Having failed at soldering, I turned my attention to the fake skin. I used to spend a lot of time painting pewter miniatures for a wargame called Warhammer 40,000, so I have a lot of acrylic paint and a not insignificant ability to paint small things, so I went to work on the skin, and if I do say so, it turned out pretty great. I should scan the skin so you can see the fine detail in my work, but in the meantime, know that I did an excellent job in painting the pattern of 3 dimension lizard skin on a flat piece of green latex. It was clear by this point that these costumes were going to rule. We were both very excited.

We got up and showered on Saturday, excited about the party but fearful that my new jumpsuit wouldn't arrive. Aramark assured us that the package went out on Friday, but we were leery of their claims. It happened that we had nothing to worry about, as the package was waiting on the doorstep by the time we made it downstairs. All that was left was the final work of ribonning my suit and applying the iron-on decals to the breast. Here was the second of my mistakes - I really should have practiced a little with those inkjet decals. I have never used them before, and it would have been wise to test them on some scrap fabric, because I made a bit of a mess of Nancy's suit. The decal came out alright, but not nearly as clean as I would have liked. She was very supportive, though, which got me through that difficult time. I did a slightly better job on my suit, but not by much. In the end, of course, it didn't matter. They looked fine. But up 'til then, I was feeling that we had otherwise perfectly accomplished the task of creating these costumes.

(WORK REQUEST 1) In the costume-making account, what wargame did the writer once paint pewter miniatures for?
(WORK REQUEST 2) Decide whether each statement agrees with the costume-making account, and back each yes or no with the deciding words quoted from it. (a) The jumpsuit package had arrived by the time the couple came downstairs on Saturday. (b) The writer had used inkjet decals before this project. (c) The lizard skin pattern was painted onto a flat piece of green latex.
(WORK REQUEST 3) Please carry the costume-making account forward, picking up right after its final sentence.

(Records excerpted from a collection)
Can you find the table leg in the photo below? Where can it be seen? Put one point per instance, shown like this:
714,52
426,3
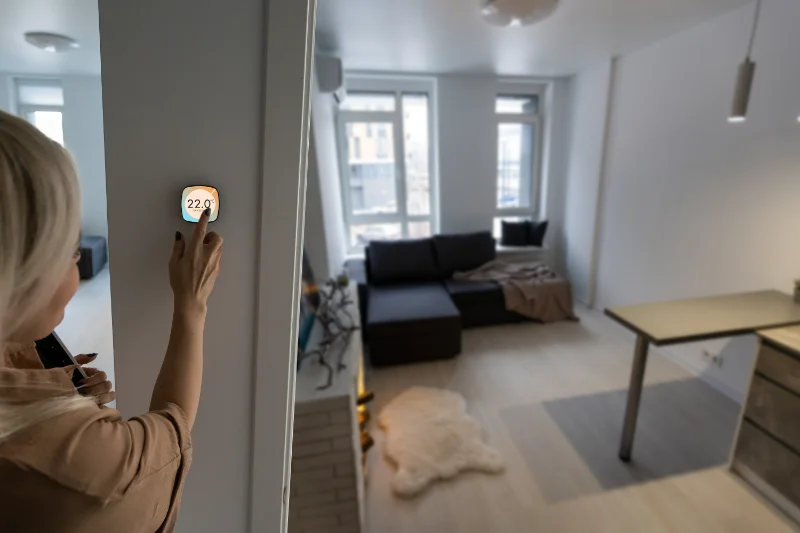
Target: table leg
634,397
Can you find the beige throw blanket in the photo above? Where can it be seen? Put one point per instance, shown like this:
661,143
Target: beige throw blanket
533,290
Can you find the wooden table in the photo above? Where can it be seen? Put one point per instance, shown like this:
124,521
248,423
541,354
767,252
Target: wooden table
696,319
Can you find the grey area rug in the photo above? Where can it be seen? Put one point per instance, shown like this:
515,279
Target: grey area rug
683,426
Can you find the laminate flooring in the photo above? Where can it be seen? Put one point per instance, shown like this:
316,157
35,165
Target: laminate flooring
551,398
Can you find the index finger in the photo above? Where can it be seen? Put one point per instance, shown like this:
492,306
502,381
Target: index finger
200,230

(RESPONSE 1) Warhammer 40,000.

(RESPONSE 2)
(a) Yes: "the package was waiting on the doorstep by the time we made it downstairs."
(b) No: "I have never used them before."
(c) Yes: "the pattern of 3 dimension lizard skin on a flat piece of green latex."

(RESPONSE 3)
We actually had two parties to attend that Saturday. The first was a graduation party for my cousin Nick, who just finished a masters program at Juilliard. This was in Marlton, NJ at 6:00, while Camp Naked Terror was slated to begin at 8:00 in South Philly. We had no choice but to take our costumes with us and change in my aunt and uncle's bedroom. There were a few fuddy-duddy adults who did not properly appreciate our work, but most of the other partygoers were immensely amused by our outfits, and one of my cousin's friends happened to be a huge fan of V, and he gushed over us like we were Jane Badler and Richard Herd themselves. My uncle snapped a few photos, and we were off.

Then we went to Rob's party, won second runners-up for our costumes and went home. Of course, there was more to CNT than that, but after our epic preparations, the party itself felt like a bit of an anticlimax. The winner of the prize for best costume definitely deserved to beat us- his Mad Max getup was great, although I feel like the Judy Jetson costume that edged us out for second place was not as good as ours. But who cares? It was fun, our costumes were a hit, and I finally met Kevin Cornell. Sure, we spent the better part of a week and nearly $100 per person for costumes that we wore for about three hours, but I have finally experienced Camp Naked Terror, and all is good.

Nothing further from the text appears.